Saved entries
%%

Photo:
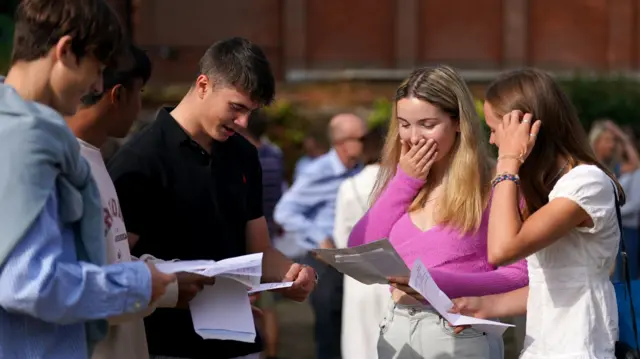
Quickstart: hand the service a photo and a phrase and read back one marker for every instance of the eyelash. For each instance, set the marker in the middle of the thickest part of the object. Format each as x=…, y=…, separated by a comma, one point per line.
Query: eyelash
x=428, y=127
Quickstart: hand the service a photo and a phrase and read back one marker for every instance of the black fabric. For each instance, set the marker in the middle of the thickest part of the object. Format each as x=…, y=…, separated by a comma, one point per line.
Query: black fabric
x=623, y=350
x=184, y=203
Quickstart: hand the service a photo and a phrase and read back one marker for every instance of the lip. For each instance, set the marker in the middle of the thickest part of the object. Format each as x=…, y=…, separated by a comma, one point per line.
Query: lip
x=228, y=131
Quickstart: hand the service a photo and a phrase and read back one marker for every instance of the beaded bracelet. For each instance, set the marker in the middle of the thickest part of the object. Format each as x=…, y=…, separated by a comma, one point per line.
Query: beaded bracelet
x=505, y=177
x=511, y=157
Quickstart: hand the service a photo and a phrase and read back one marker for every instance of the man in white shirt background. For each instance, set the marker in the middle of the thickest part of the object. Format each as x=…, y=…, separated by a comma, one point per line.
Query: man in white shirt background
x=111, y=114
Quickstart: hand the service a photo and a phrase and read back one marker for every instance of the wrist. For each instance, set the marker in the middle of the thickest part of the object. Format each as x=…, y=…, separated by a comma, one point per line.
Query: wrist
x=511, y=166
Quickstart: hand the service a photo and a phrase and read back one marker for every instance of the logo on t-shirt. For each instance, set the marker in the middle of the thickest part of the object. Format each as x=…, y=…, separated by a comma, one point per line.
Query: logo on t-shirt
x=110, y=212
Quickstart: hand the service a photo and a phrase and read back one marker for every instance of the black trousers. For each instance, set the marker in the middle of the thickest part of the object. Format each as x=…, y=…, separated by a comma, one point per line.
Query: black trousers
x=326, y=301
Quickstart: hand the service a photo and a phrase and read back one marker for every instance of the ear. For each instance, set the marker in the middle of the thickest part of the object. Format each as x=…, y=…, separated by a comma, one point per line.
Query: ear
x=202, y=86
x=63, y=52
x=117, y=94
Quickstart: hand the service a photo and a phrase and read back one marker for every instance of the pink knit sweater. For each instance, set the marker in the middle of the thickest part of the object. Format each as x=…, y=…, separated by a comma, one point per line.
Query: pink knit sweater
x=456, y=261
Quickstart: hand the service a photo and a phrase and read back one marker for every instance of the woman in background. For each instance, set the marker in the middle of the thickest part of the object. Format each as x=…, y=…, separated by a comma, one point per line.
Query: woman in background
x=610, y=144
x=615, y=149
x=363, y=305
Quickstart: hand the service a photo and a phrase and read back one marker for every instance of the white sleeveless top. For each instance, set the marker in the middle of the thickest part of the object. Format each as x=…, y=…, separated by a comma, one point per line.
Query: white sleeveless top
x=571, y=310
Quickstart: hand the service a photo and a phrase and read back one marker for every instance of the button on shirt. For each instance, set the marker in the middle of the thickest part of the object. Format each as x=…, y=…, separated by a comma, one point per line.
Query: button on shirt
x=308, y=208
x=187, y=204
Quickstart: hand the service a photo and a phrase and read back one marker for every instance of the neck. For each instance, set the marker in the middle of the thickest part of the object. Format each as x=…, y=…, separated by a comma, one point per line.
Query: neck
x=437, y=172
x=31, y=87
x=189, y=120
x=348, y=163
x=85, y=125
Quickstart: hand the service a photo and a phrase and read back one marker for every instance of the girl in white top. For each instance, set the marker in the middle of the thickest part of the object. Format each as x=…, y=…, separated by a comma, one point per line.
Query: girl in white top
x=363, y=306
x=553, y=203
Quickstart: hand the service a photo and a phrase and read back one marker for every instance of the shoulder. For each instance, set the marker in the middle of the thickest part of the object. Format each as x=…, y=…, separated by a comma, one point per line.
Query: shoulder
x=238, y=147
x=587, y=185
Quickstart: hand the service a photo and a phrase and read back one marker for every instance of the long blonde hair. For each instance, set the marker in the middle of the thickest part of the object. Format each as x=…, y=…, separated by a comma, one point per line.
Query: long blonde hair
x=467, y=181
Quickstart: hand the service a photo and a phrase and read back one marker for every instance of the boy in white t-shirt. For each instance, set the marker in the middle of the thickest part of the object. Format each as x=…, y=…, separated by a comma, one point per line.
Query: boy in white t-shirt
x=111, y=114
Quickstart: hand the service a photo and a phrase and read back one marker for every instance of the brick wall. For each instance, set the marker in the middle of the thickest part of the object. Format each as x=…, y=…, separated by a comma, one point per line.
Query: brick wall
x=387, y=35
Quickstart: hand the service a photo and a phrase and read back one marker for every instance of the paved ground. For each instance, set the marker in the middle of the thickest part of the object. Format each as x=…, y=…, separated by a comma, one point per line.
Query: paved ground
x=296, y=332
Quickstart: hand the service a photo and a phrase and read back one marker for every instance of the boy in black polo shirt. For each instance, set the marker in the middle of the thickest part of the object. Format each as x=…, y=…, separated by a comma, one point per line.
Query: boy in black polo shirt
x=190, y=188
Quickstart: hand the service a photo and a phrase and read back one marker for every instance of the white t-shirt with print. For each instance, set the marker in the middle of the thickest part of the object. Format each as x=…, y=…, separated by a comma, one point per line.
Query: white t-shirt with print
x=571, y=310
x=126, y=340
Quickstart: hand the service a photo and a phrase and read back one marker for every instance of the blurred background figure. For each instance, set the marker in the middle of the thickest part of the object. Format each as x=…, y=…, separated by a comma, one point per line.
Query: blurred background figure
x=313, y=146
x=363, y=306
x=616, y=150
x=308, y=210
x=272, y=163
x=611, y=144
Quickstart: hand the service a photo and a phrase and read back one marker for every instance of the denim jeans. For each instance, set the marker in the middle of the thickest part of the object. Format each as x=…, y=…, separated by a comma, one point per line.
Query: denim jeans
x=409, y=332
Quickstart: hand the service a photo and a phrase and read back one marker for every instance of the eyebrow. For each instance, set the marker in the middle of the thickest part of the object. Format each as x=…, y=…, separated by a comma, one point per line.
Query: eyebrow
x=422, y=119
x=243, y=106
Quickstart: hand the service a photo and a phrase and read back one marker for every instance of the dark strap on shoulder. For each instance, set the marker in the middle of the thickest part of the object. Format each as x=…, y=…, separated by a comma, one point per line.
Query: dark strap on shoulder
x=625, y=269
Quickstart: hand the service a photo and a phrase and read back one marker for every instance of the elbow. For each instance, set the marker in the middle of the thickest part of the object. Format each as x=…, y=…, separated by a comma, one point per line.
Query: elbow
x=32, y=303
x=497, y=257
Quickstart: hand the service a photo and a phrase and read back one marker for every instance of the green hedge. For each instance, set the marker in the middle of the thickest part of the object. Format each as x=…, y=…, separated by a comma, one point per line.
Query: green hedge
x=617, y=98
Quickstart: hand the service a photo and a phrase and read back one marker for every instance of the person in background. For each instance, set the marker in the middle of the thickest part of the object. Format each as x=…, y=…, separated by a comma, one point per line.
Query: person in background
x=272, y=163
x=610, y=143
x=308, y=211
x=362, y=305
x=432, y=200
x=313, y=148
x=191, y=188
x=567, y=230
x=615, y=149
x=111, y=113
x=55, y=287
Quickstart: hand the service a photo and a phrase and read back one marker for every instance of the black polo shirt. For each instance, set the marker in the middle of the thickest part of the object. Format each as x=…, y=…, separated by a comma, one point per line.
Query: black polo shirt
x=187, y=204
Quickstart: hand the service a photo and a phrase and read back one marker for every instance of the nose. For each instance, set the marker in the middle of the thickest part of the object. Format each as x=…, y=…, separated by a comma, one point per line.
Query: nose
x=415, y=136
x=242, y=121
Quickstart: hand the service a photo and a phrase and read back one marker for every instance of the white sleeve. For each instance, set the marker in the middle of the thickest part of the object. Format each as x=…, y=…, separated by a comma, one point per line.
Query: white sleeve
x=341, y=226
x=590, y=188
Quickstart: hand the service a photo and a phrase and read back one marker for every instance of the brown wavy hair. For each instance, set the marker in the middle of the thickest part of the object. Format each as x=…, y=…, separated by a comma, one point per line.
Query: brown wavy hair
x=561, y=134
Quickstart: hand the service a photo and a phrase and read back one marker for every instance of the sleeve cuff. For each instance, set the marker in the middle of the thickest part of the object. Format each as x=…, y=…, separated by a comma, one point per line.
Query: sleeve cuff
x=170, y=297
x=313, y=237
x=139, y=294
x=412, y=182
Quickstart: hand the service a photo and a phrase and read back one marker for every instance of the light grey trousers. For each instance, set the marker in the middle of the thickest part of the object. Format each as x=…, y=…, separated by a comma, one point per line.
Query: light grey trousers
x=419, y=332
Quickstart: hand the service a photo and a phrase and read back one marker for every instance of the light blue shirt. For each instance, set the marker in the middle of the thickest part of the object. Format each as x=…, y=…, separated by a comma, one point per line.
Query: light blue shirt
x=46, y=294
x=301, y=165
x=308, y=208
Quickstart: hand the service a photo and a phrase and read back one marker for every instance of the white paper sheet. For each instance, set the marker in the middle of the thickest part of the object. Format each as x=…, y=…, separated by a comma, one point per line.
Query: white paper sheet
x=222, y=311
x=421, y=281
x=245, y=269
x=269, y=286
x=369, y=263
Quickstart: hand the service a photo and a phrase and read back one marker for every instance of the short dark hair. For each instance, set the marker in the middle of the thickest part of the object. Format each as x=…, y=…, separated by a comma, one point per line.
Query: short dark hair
x=139, y=68
x=372, y=144
x=243, y=64
x=92, y=24
x=258, y=124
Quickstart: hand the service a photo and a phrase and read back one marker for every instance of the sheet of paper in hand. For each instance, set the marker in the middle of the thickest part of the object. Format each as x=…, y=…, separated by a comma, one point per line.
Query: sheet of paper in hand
x=222, y=311
x=369, y=263
x=245, y=269
x=423, y=283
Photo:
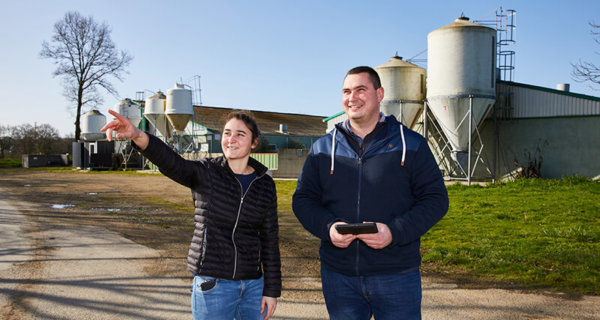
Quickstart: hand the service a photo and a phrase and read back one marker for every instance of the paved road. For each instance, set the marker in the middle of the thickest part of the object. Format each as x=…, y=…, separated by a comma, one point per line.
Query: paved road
x=56, y=271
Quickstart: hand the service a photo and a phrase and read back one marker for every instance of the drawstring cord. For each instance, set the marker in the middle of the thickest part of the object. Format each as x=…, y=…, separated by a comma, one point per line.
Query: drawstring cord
x=333, y=150
x=403, y=145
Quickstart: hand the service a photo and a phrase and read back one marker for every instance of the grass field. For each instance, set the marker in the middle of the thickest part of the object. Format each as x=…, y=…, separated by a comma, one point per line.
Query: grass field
x=10, y=163
x=532, y=233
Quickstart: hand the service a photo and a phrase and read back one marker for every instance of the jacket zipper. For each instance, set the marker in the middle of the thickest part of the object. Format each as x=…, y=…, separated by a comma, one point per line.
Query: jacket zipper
x=358, y=209
x=237, y=219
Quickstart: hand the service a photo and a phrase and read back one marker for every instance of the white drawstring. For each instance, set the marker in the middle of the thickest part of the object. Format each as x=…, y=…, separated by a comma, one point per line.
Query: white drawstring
x=333, y=149
x=403, y=145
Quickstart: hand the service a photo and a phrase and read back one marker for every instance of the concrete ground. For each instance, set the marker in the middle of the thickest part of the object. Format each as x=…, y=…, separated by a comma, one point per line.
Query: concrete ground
x=58, y=271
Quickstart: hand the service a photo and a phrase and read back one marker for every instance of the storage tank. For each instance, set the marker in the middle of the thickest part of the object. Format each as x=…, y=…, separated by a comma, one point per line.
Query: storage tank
x=179, y=109
x=461, y=70
x=129, y=110
x=91, y=123
x=154, y=111
x=404, y=90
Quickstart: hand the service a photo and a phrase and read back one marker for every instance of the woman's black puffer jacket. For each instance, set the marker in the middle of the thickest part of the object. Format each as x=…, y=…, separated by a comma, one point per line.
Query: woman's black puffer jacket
x=235, y=235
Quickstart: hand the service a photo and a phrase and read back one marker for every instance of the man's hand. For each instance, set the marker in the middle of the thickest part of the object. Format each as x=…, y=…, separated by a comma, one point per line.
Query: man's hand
x=378, y=240
x=271, y=304
x=340, y=240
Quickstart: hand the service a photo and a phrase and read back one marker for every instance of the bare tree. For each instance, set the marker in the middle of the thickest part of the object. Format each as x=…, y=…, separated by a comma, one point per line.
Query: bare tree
x=85, y=57
x=587, y=71
x=6, y=141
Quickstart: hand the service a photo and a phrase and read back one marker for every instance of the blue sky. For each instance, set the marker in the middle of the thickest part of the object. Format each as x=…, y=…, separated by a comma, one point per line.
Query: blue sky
x=283, y=56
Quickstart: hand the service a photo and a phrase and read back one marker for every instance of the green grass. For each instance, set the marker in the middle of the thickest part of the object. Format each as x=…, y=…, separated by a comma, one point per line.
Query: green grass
x=10, y=163
x=532, y=234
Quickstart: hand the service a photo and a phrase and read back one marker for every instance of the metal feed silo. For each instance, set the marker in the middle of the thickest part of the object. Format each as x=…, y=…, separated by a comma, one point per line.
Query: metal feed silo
x=91, y=123
x=461, y=77
x=404, y=90
x=154, y=111
x=179, y=109
x=129, y=110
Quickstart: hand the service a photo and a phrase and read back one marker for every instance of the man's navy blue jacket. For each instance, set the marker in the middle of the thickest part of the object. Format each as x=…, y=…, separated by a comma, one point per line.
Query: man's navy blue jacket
x=395, y=181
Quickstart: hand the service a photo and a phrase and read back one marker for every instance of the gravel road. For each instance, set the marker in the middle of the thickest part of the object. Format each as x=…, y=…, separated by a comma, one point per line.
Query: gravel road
x=55, y=270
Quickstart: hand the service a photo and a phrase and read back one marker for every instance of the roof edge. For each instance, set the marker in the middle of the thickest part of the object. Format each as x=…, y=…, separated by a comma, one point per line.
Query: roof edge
x=565, y=93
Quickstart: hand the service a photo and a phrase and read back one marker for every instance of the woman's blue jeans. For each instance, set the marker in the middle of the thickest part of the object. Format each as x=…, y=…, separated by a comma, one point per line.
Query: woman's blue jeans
x=386, y=297
x=227, y=299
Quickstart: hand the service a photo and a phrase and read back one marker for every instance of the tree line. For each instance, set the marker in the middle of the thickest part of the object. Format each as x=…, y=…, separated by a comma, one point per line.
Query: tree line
x=32, y=139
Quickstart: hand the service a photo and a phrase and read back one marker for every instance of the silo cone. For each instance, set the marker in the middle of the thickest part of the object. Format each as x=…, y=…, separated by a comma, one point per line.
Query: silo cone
x=404, y=90
x=461, y=75
x=154, y=111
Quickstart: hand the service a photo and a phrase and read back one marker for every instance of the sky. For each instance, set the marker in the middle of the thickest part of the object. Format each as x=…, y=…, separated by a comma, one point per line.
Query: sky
x=271, y=55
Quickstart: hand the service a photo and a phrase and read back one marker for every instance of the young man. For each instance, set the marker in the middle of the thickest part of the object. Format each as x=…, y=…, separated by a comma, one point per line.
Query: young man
x=370, y=168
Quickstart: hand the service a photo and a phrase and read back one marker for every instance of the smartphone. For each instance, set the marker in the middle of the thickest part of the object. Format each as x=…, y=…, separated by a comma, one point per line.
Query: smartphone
x=356, y=228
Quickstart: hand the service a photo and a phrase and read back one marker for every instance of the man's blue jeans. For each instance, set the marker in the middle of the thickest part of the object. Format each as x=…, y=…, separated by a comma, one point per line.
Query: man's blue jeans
x=227, y=299
x=386, y=297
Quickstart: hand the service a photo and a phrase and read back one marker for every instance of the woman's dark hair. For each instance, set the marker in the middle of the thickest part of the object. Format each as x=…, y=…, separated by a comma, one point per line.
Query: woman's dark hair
x=247, y=118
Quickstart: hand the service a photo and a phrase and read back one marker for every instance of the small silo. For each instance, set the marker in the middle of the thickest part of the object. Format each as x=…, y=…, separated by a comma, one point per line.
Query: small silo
x=404, y=90
x=154, y=111
x=179, y=109
x=461, y=75
x=91, y=123
x=129, y=110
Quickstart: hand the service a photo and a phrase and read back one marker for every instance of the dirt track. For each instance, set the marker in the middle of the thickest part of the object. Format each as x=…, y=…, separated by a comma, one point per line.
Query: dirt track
x=153, y=213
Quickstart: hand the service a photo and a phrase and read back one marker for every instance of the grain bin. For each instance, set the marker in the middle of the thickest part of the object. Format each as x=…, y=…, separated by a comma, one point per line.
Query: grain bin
x=91, y=123
x=404, y=90
x=179, y=109
x=461, y=77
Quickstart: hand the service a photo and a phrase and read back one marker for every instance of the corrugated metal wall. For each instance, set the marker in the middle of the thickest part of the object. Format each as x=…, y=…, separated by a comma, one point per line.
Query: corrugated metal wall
x=535, y=102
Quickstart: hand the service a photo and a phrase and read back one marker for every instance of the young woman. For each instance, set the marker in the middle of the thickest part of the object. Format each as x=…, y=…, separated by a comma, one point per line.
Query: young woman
x=236, y=230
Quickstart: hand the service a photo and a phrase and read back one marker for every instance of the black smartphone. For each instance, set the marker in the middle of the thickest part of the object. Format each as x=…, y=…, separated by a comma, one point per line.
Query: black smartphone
x=356, y=228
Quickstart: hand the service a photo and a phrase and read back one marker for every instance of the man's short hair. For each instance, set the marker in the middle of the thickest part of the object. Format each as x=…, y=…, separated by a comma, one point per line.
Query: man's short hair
x=372, y=75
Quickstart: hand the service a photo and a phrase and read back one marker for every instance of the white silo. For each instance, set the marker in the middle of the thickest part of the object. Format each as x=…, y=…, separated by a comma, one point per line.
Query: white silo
x=179, y=109
x=91, y=123
x=154, y=111
x=404, y=90
x=129, y=110
x=461, y=77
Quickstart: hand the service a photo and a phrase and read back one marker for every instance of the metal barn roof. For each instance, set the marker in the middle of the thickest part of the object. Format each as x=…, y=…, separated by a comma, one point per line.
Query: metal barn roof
x=268, y=122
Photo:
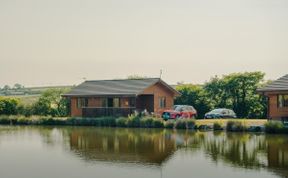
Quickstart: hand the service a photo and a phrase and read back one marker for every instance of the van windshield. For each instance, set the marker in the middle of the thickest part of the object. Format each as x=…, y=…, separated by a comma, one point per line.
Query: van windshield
x=217, y=111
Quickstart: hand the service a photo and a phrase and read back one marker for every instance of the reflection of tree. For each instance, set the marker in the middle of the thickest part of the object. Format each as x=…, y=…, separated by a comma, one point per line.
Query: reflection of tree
x=126, y=145
x=153, y=146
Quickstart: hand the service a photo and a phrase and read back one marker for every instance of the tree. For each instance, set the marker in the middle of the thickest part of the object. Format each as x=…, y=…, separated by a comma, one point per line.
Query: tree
x=8, y=106
x=238, y=91
x=194, y=95
x=17, y=86
x=51, y=103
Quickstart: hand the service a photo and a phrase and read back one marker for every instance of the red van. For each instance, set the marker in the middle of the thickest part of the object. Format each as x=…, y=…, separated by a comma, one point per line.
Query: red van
x=180, y=111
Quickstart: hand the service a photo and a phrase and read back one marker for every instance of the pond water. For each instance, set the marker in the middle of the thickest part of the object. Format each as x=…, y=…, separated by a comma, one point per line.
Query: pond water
x=74, y=152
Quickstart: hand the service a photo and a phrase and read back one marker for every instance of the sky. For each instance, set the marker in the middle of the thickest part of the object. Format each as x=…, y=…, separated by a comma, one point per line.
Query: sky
x=63, y=42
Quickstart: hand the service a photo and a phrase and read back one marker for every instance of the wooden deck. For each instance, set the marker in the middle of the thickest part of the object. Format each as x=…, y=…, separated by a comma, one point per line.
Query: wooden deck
x=99, y=111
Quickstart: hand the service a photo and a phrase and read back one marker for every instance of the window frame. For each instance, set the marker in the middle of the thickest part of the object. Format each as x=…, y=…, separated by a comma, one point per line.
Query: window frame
x=82, y=102
x=282, y=100
x=162, y=102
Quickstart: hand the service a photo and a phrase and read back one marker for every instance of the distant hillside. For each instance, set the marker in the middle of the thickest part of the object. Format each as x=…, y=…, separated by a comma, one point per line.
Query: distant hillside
x=28, y=91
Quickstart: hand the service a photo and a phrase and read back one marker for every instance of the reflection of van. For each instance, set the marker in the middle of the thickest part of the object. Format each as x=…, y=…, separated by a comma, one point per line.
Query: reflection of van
x=220, y=113
x=180, y=111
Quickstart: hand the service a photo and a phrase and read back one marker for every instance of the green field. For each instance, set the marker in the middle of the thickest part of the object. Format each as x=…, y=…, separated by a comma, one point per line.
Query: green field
x=25, y=99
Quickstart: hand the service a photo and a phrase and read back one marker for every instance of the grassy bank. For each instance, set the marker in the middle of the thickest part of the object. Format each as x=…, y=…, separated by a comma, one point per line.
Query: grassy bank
x=236, y=125
x=133, y=121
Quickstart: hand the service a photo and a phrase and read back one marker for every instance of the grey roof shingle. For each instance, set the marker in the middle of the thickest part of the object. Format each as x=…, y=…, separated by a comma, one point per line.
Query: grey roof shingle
x=280, y=84
x=112, y=87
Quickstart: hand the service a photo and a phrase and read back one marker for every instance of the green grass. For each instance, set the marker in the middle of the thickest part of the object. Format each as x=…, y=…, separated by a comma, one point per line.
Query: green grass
x=235, y=125
x=25, y=99
x=223, y=122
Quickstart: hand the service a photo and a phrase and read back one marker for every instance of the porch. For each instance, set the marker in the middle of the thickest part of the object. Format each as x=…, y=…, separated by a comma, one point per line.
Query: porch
x=117, y=106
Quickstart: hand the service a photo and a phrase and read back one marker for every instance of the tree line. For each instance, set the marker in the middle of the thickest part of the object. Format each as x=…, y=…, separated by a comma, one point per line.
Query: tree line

%%

*Your instructions*.
Your task is to transcribe the line containing "of the porch." and every line after it, through the last line of the data, exactly as written and with nothing more.

*In response*.
Quickstart: hand the service a photo and a phrase and read back one marker for every instance of the porch. For each instance, set the marker in the middle of the thickest part of the object. Format each as x=…, y=…, separated by a comma, one point per line.
Query: porch
x=117, y=106
Quickstart: hand the service a photo and a phrase and read back one marker for every instance of the tree line. For each instance, set the marker in the middle of the thickest part of the object. Format each as x=…, y=…, separated by a comma, one point per line.
Query: tree line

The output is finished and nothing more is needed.